Dair
  1. Anasayfa
  2. Deneme
Trendlerdeki Yazı

Dair

"Sevgi kırk beş dakika için koştur koştur yanına gelmek ve koştur koştur yanıma geldiğini görmek ve sarılmakmış."

0

Dair

Yazının ilk halinde koyu yazılmış kısım yazının sonundaydı ancak, bu kısmı sona koymak istemiyorum. Bu kısım benim için çok önemli ve yazıyı yazarken o kadar yoğun şeyler hissettim ki, bu kısmın başta olması gerektiğini düşündüm. Anlam bütünlüğü bozulduysa da umurumda değil. Benim anlam bütünlüğüm sensin.

Seni ve seninle olmayı,
Sevgiyi özledim. 
Sevgi bir fotoğraf çekimi esnasında gülmene neden olup oradan senin tarafından kovulmakmış, 
Sevgi kendime çizdiğim sınırlar için “amaan” diyerek cipsin paketini açmakmış, 
Sevgi kırk beş dakika için koştur koştur yanına gelmek ve koştur koştur yanıma geldiğini görmek ve
Sarılmakmış.

▶ [Gösterilen Veriler]:
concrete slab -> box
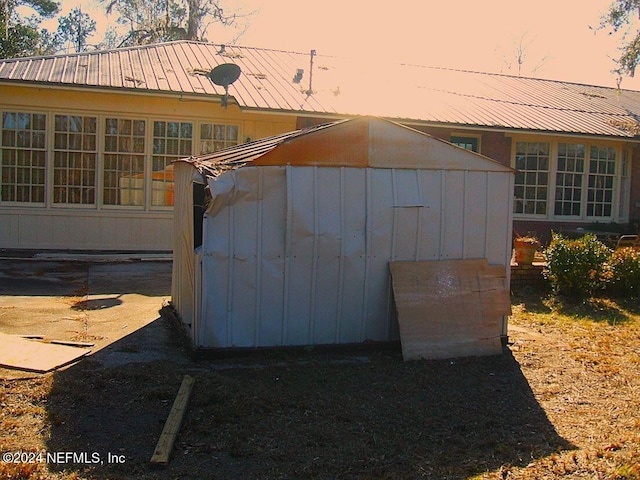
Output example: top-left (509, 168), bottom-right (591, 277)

▶ [Verilen Görev 1]:
Yazıda "Yazının ilk halinde" sözlerinden başlayıp "anlam bütünlüğüm sensin." sözleri de dahil olmak üzere bu sözlere kadar olan bölümü olduğu gibi yeniden yazınız.
▶ [Verilen Görev 2]:
Yazının dizelerinde sevginin ne olduğu birkaç tanımla anlatılıyor. Bu tanımların tamamını sıralayınız.
▶ [Verilen Görev 3]:
Yazıya göre koyu yazılmış kısım yazının ilk halinde nerede yer alıyordu?

▶ [Yazılı Yanıt 1]:
Yazının ilk halinde koyu yazılmış kısım yazının sonundaydı ancak, bu kısmı sona koymak istemiyorum. Bu kısım benim için çok önemli ve yazıyı yazarken o kadar yoğun şeyler hissettim ki, bu kısmın başta olması gerektiğini düşündüm. Anlam bütünlüğü bozulduysa da umurumda değil. Benim anlam bütünlüğüm sensin.

▶ [Yazılı Yanıt 2]:
- Bir fotoğraf çekimi esnasında gülmene neden olup oradan senin tarafından kovulmakmış
- Kendime çizdiğim sınırlar için "amaan" diyerek cipsin paketini açmakmış
- Kırk beş dakika için koştur koştur yanına gelmek ve koştur koştur yanıma geldiğini görmek ve sarılmakmış

▶ [Yazılı Yanıt 3]:
Yazının sonunda yer alıyordu.